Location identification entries
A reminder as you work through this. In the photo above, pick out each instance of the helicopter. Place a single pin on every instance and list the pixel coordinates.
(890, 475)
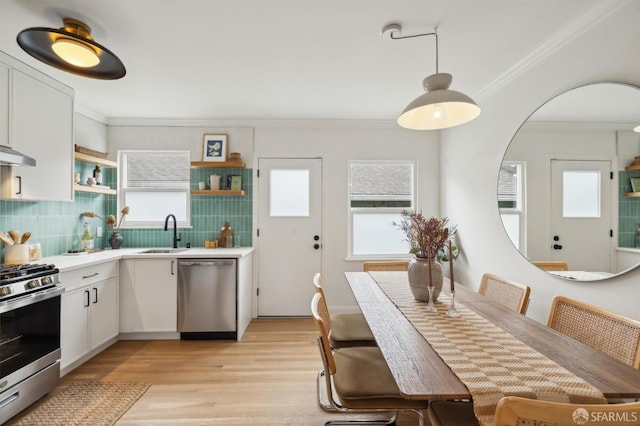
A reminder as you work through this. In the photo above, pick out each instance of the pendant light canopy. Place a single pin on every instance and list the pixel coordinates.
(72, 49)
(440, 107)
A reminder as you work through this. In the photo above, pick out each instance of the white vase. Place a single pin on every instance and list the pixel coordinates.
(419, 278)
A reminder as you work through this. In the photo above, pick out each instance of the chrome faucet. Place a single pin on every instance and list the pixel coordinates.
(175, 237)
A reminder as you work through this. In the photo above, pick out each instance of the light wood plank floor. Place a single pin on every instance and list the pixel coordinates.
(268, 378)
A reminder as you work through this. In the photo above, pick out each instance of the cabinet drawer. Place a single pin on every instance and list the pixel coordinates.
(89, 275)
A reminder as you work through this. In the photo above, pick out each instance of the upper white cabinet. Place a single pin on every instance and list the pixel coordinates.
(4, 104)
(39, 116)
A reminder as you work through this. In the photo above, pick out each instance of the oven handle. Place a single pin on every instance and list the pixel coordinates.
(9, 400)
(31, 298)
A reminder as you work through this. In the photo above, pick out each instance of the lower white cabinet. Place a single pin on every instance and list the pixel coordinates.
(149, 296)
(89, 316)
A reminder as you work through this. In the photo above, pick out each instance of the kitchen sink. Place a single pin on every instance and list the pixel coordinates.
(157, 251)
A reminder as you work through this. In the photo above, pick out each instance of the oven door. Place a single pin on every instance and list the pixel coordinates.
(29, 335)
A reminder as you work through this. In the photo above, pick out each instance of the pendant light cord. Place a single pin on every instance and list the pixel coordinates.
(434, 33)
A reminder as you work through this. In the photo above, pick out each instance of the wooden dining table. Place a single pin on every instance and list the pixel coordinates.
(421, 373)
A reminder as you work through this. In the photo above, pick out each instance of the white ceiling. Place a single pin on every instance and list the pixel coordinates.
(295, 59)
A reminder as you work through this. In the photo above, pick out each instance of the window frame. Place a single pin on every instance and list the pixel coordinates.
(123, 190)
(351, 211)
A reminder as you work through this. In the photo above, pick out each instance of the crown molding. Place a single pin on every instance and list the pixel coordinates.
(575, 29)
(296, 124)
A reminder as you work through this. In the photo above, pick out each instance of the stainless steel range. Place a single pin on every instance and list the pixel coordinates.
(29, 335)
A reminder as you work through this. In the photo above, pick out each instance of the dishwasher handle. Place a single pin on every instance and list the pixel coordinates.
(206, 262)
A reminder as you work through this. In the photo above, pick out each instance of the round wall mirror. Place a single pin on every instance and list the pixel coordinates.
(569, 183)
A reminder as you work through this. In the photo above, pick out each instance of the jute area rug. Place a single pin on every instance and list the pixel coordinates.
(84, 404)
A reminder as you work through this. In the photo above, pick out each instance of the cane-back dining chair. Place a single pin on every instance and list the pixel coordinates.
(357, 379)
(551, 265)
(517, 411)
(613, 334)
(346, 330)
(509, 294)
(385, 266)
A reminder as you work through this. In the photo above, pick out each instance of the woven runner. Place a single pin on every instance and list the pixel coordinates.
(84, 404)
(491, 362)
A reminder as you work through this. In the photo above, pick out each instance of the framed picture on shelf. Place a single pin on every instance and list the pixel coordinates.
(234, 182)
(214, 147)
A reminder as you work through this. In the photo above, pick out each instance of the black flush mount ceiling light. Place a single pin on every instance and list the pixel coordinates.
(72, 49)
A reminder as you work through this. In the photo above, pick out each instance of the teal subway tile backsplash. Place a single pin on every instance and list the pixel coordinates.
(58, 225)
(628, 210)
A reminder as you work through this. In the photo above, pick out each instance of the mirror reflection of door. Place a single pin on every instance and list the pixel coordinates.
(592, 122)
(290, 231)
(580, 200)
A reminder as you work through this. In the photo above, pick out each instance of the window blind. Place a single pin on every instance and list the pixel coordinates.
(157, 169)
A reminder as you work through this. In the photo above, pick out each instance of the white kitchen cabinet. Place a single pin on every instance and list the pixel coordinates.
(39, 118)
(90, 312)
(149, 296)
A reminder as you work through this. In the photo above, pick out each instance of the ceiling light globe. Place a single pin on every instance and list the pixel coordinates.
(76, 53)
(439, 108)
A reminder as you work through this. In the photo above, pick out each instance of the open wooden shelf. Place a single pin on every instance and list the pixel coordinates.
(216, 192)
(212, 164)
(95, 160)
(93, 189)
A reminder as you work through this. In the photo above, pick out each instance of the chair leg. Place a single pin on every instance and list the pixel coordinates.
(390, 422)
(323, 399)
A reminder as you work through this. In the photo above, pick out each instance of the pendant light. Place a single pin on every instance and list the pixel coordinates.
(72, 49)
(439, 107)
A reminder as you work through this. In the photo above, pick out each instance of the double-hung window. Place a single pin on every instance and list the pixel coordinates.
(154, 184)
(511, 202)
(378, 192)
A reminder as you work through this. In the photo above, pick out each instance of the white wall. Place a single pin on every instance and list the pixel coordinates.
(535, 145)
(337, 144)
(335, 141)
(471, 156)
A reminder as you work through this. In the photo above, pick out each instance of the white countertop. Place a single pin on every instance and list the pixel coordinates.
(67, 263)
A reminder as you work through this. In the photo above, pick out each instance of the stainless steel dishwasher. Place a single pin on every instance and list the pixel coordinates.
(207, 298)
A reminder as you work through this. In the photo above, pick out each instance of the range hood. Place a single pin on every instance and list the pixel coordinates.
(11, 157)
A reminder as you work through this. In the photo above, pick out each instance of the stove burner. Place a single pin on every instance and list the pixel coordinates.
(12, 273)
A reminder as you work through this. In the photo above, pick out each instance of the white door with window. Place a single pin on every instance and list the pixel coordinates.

● **Stated goal**
Copy each line exactly, and leave the pictures out of your copy.

● **Task answer**
A reminder as you work through this. In the photo above, pick out each instance of the helicopter. Place a single pin on every instance and list the pixel coordinates.
(890, 475)
A reminder as you work through this. In the photo above, pick out each instance of the pendant light canopy. Place a single pin on every instance and list the pixel coordinates.
(72, 49)
(440, 107)
A reminder as you work through this. In the photo above, pick out each instance of the white vase. Place a single pin on every instance and list the pixel coordinates.
(419, 278)
A reminder as you work through this. In the photo above, pick out each instance of the chrome faucet. Place a single pin on every instance and list the pixel coordinates.
(175, 237)
A reminder as you work through this. In the photo above, pick out each instance of the light wood plank floor. Place a single pin on every instance and list the pixel coordinates.
(268, 378)
A reminder as you work through this. In the photo above, pick out each instance of the cabinet drawer. Place a single pin on every instance and list the pixel coordinates.
(89, 275)
A reminder as you work through this. In the photo above, pick out each instance of the upper white cabinet. Place a single pin on every instance and list the pixel coordinates.
(4, 104)
(39, 116)
A reminder as you work through this. In the photo above, pick out each instance of the oven handle. Place a single pin on every instance and list the pixel coordinates.
(9, 400)
(31, 298)
A reminder as you work through this. In the photo above, pick out each instance of the lower white cabinet. Place a single pin on every instance and list the pixel coordinates.
(149, 296)
(89, 316)
A reminder as you work through this. In the photo above, pick out each instance of the kitchen sink. Place a single pin on every instance and list the pixel coordinates.
(157, 251)
A reminder as you work through this. In the photo above, pick out each instance of the oven door. Place a single pin on every instance and list the pixel coordinates.
(29, 335)
A reminder as you work through this. In the photo above, pick out each instance of the pendant light cord. Place a single pin on every instance and list the pixel coordinates.
(434, 33)
A reminder as you work through this. In the photo above, pick out each instance of the wooden dining table. Place a single pin on every instance and list the pixel coordinates.
(421, 373)
A reminder as you work through this. In the photo above, pick out each instance of the white ceiling. Place a single pin on every instance and list the pixel coordinates.
(295, 59)
A reminder as you work through this. In the photo above, pick out each instance of the window frame. Place a single pin on every instance and list the pixel coordinates.
(123, 190)
(351, 211)
A reminder as you work through this. In the photo above, pick out each instance of the crown molding. Place a single pin on every instance and list the pixel coordinates.
(575, 29)
(296, 124)
A reminder as you work through this. In the photo above, pick out each instance of the stainless steel range. Place a single pin on every instance and list the pixel coordinates.
(29, 335)
A reminder as you work through this. In the photo above, pick out each instance of the dishwasher handle. Place a single pin on every instance and list the pixel coordinates.
(206, 262)
A reminder as you work through this. In the photo above, pick out each instance of the round wall mirror. Place a single pin on every instance and list the pixel coordinates.
(569, 183)
A reminder as you work through this. In the photo above, pick out each instance of the jute area rug. Place a single pin on every instance and list the pixel coordinates.
(84, 404)
A reminder as you work through this. In the photo above, pick out each instance of the cane-back dining chair. Place a single pin on every instance and list the pixel coordinates.
(357, 379)
(551, 265)
(517, 411)
(613, 334)
(346, 330)
(509, 294)
(385, 266)
A reminder as you work through this. In the photo above, pick out each instance of the woven runner. Place a single pin on every instance and list the pixel coordinates.
(84, 404)
(491, 362)
A reminder as you work through this. In the photo above, pick out each instance of the framed picture on shelf. Place a single pin on every instance and list the pixel coordinates.
(234, 182)
(214, 147)
A reminder as you work through this. In the photo above, pick out each instance of the black flush mount ceiling light. Place a single pin on every instance and list the pixel coordinates.
(72, 49)
A reminder as you work through this. In the photo above, pick out each instance of the teal subway tile backsplash. Place a single pin on every instance and list the pixel coordinates.
(58, 225)
(628, 210)
A reminder as you work through this. In the photo above, pick out each instance of the mirror reflection of door. Place a single pin on every instance and list the pixel coordinates.
(592, 122)
(290, 231)
(580, 200)
A reminder as you work through this. In the photo above, pick out each instance of the window blind. Place a single pin on every instance and list the pixel coordinates.
(157, 169)
A reminder as you work through this. In the photo above, pick out each instance of the white kitchen cabinet. Place a single pin on every instance and list the pixel coordinates.
(39, 118)
(90, 312)
(149, 296)
A reminder as you work through this. In the photo above, pick out each instance of the ceiling light globe. Place a single pin on every instance and list the pixel coordinates.
(76, 53)
(439, 108)
A reminder as you work through this. In the photo above, pick out each instance of the open wooden shelf. Place a single pin on every instance and list the pixel coordinates.
(216, 192)
(212, 164)
(95, 160)
(93, 189)
A reminder as you work through this. In the photo above, pick out each instance of the chair leg. Place a single pin on every instance and list the pixel coordinates.
(390, 422)
(323, 399)
A reminder as you work through this. In the photo above, pick out each instance of the pendant light. Place a single pin on every instance and list the pixel coordinates.
(72, 49)
(439, 107)
A reminder as you work through this. In the photo above, pick out each instance of the double-hung window. Place a single pin on every instance and list the pixel coordinates.
(154, 184)
(511, 202)
(378, 192)
A reminder as you work through this. In the photo above, pick out each instance of the white wall. Place a single pin on every instance and list the pixel coordinates.
(535, 145)
(337, 144)
(335, 141)
(471, 156)
A reminder as you work through this. In the photo above, pick out each instance of the white countertop. Place a single pin on every instance and list the pixel coordinates.
(67, 263)
A reminder as you work through this. In the photo above, pick out each instance of the stainless steel dishwasher. Place a single pin on every instance and list the pixel coordinates.
(207, 298)
A reminder as you work through this. In the photo above, pick out each instance of the range hood. Place a single pin on every instance and list the pixel coordinates.
(11, 157)
A reminder as you work through this. In the photo above, pick out each instance of the stove burner. Place a single pin on every instance and list the pixel coordinates.
(12, 273)
A reminder as you work through this. In the photo above, pick out each instance of the white door with window. Place a single pin on every instance and list the pixel coordinates.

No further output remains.